◆ Task instructions ◆
In the forum thread about Margaret Juntwait, find every person named as a host, co-host, or substitute host of the Met radio broadcasts, and list them.

====== Page text

# Rest in peace, Margaret Juntwait (Met radio broadcast host from 2004-2014)



## Bellinilover (Jul 24, 2013)

My brother told me this evening that Ms. Juntwait had died. I was very surprised as I had no idea she was ill, or even that she had stopped hosting (I haven't heard a complete Met broadcast since last December, when she was still working). Though I've always been partial to the previous host of the Met broadcasts, Peter Allen, I thought Margaret did a fine job and had a good radio voice. Here's her Wikipedia entry: http://en.wikipedia.org/wiki/Margaret_Juntwait


----------



## Itullian (Aug 27, 2011)

I wondered why she was gone for so long.
Sad
RIP


----------



## Bellinilover (Jul 24, 2013)

What is the name of the current Met broadcast host?


----------



## Itullian (Aug 27, 2011)

Sorry, her name slips my mind at the moment.


----------



## Woodduck (Mar 17, 2014)

Sorry to hear it. She was ill for quite some time. It's probably good that her co-host, Ira Siff, doesn't have to go on the air just now. I sensed that they were fond of each other. For some reason Siff doesn't rate a mention in her Wiki piece.


----------



## nina foresti (Mar 11, 2014)

Mary Jo Heath was her very able substitute. Who they will choose now is still a mystery. It would be nice if they would keep her.
Margaret Juntwait was such a charming, lovely woman with a beautiful speaking voice, and to have to be taken at such a young age -- a tragedy!


----------



## Bellinilover (Jul 24, 2013)

nina foresti said:


> Mary Jo Heath was her very able substitute. Who they will choose now is still a mystery. It would be nice if they would keep her.
> Margaret Juntwait was such a charming, lovely woman with a beautiful speaking voice, and to have to be taken at such a young age -- a tragedy!


I must say too that the previous host, Peter Allen, always sounded like such a charming man, and like a throwback to the earlier days of radio. I can still hear his voice in my mind (he was host when I first started listening to the broadcasts in December 1997). As far as I know, he's still living.


----------



## OperaMaven (May 5, 2014)

============
====== Stored data

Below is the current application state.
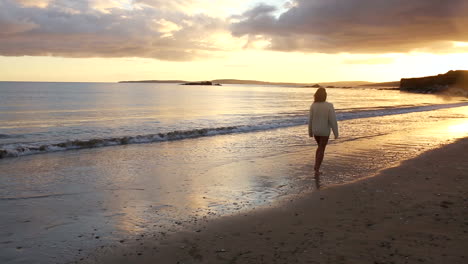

============

◆ Response to this exercise ◆
- Margaret Juntwait
- Peter Allen
- Ira Siff
- Mary Jo Heath